* **Written task**
Can you return every line of the data below word for word, without changing anything?

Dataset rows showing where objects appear
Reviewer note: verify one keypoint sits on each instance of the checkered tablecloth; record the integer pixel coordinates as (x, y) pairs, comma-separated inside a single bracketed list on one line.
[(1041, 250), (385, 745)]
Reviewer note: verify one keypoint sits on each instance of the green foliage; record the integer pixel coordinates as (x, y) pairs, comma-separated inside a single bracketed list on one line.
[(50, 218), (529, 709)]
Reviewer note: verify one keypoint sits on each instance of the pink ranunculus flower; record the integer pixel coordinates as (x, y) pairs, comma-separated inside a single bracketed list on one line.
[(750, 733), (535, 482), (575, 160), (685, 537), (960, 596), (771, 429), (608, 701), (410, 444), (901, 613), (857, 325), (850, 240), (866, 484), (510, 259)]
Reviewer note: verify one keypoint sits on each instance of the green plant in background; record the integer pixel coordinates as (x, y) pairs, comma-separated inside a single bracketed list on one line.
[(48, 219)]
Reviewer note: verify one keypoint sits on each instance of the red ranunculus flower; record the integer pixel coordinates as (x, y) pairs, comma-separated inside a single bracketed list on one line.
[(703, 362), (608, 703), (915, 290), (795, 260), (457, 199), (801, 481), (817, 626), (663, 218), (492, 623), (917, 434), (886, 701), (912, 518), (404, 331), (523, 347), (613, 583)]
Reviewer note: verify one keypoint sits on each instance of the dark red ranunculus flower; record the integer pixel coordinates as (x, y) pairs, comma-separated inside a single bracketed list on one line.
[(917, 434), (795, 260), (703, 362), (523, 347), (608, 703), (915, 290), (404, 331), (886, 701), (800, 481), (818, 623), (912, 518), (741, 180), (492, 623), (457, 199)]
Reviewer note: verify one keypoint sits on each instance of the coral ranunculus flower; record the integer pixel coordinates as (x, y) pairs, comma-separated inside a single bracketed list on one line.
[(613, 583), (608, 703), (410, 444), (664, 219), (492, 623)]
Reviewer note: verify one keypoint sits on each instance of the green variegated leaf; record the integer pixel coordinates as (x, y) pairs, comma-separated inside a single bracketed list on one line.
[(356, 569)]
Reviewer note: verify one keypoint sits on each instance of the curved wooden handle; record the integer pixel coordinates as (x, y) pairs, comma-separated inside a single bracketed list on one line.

* **Full answer**
Reviewer note: verify one keypoint sits on each instance of the checkered tablecloth; record the integer pixel coordinates as (x, y) pairs, comma-separated inside a single bracketed list on one line.
[(1041, 250), (385, 745)]
Reviewer note: verify one keypoint sits on each instance of the green foliage; record the integer pixel coordinates as (x, y) pairs, comma-separated inside a single bracketed list on one line.
[(50, 218), (529, 709)]
Reviewer note: verify one keypoint sits on each instance of the pink ranunculus flower; record the integer pixel coordinates as (x, y) pairs, comma-separated inside a single bracketed list on one line.
[(750, 733), (535, 482), (575, 160), (685, 537), (960, 596), (771, 429), (608, 701), (410, 444), (901, 613), (857, 325), (850, 240), (866, 484), (510, 259)]
Reviewer note: verify one keypoint sits on each instance of the green plant in background; record the integer pixel coordinates as (x, y) pairs, comma-separated inside a single bracketed list on one line.
[(48, 219)]
Reviewer note: verify one keypoint sits on each instance of the red ranunculus flower; record the integer pixel coordinates as (x, y) pairs, comma-separated inside a single bracketed list on one line.
[(703, 362), (608, 703), (915, 290), (795, 260), (457, 199), (801, 481), (817, 626), (663, 218), (492, 623), (917, 434), (886, 701), (912, 518), (404, 331), (523, 347), (613, 583)]
Reviewer note: verify one keypoint sits on each instance of the dark red ranunculus flower; record the integer pixel coordinates as (x, y) pairs, comma-separated inside a single bracketed list on one line.
[(917, 434), (795, 260), (703, 362), (523, 347), (608, 703), (915, 290), (404, 331), (886, 701), (800, 481), (818, 623), (912, 518), (741, 180), (492, 623), (457, 199)]
Reviewer note: verify one keypoint sits on each instance of the coral ranunculus flower; record the integer pixel coordinates as (x, y) pairs, comma-separated inside a single bracketed list on one line.
[(613, 583), (608, 703), (410, 444), (664, 219), (492, 623)]
Reviewer note: verify one keypoint sits on each instance of the green variegated leaf; record the integer pixel coordinates as (x, y) pairs, comma-separated inside a single bracketed list on one line.
[(356, 569)]
Reviewer note: verify one keypoint sits on each instance of the curved wooden handle; record the integer pixel coordinates as (x, y) pairs, comma-separated inside a single bracketed list on one line.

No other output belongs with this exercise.